■ Problem
Summarize the passage on LangChain's Spark SQL Toolkit in two sentences.

■ Source document
**********
Have you ever wanted to ask a question about your PySpark data in plain English instead of writing SQL?
LangChain’s Spark SQL Toolkit enables natural language data querying by:
- Translating your requests into SQL
- Executing them against your Spark cluster
- Returning the results in a readable format
This makes it much easier to work with large-scale data while still leveraging Spark’s powerful distributed computing capabilities.
To demonstrate, we’ll create a simple DataFrame and use LangChain’s Spark SQL tool to query it.
from pyspark.sql import SparkSession, Row
# Create sample data and DataFrame
data = [Row(name="Alice", age=30), Row(name="Bob", age=25)]
spark = SparkSession.builder.getOrCreate()
df = spark.createDataFrame(data)
df.write.saveAsTable("people")
df.show()
This creates a table people
accessible via SQL.
Next, we’ll set up the key components that enable natural language querying of our Spark data. Here are the steps:
- Initialize the Spark SQL tool which provides the interface to our Spark database.
- Initialize a language model.
- Initialize the Spark SQL toolkit, which connects the language model with the Spark database.
- Create an agent executor that combines a language model with the Spark SQL toolkit.
# Initialize Spark SQL tool
spark_sql = SparkSQL(schema="default")
# Initialize LLM
llm = ChatOpenAI(temperature=0)
# Initialize toolkit
toolkit = SparkSQLToolkit(db=spark_sql, llm=llm)
# Create agent executor
agent_executor = create_spark_sql_agent(llm=llm, toolkit=toolkit, verbose=True)
For a hands-on guide on how to build coordinated AI agents with LangGraph, check out Building Coordinated AI Agents with LangGraph: A Hands-On Tutorial.
Now we can ask the agent to query the data.
agent_executor.run("What is the average age of people in the table?")
**********
■ Data extract
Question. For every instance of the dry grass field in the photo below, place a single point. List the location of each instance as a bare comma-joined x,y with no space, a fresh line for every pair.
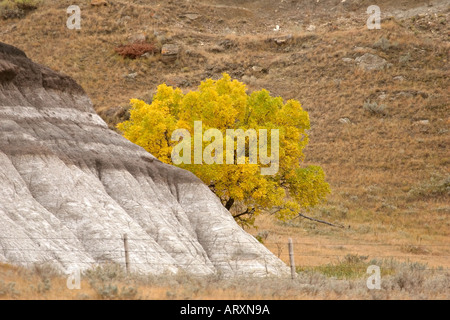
**********
■ Written answer
LangChain's Spark SQL Toolkit lets users query PySpark data in plain English by translating their requests into SQL, running them on the Spark cluster, and returning readable results. The demonstration saves a small DataFrame as a table named people, sets up a Spark SQL tool, a language model, the toolkit, and an agent executor, and then asks the agent for the average age of the people in the table.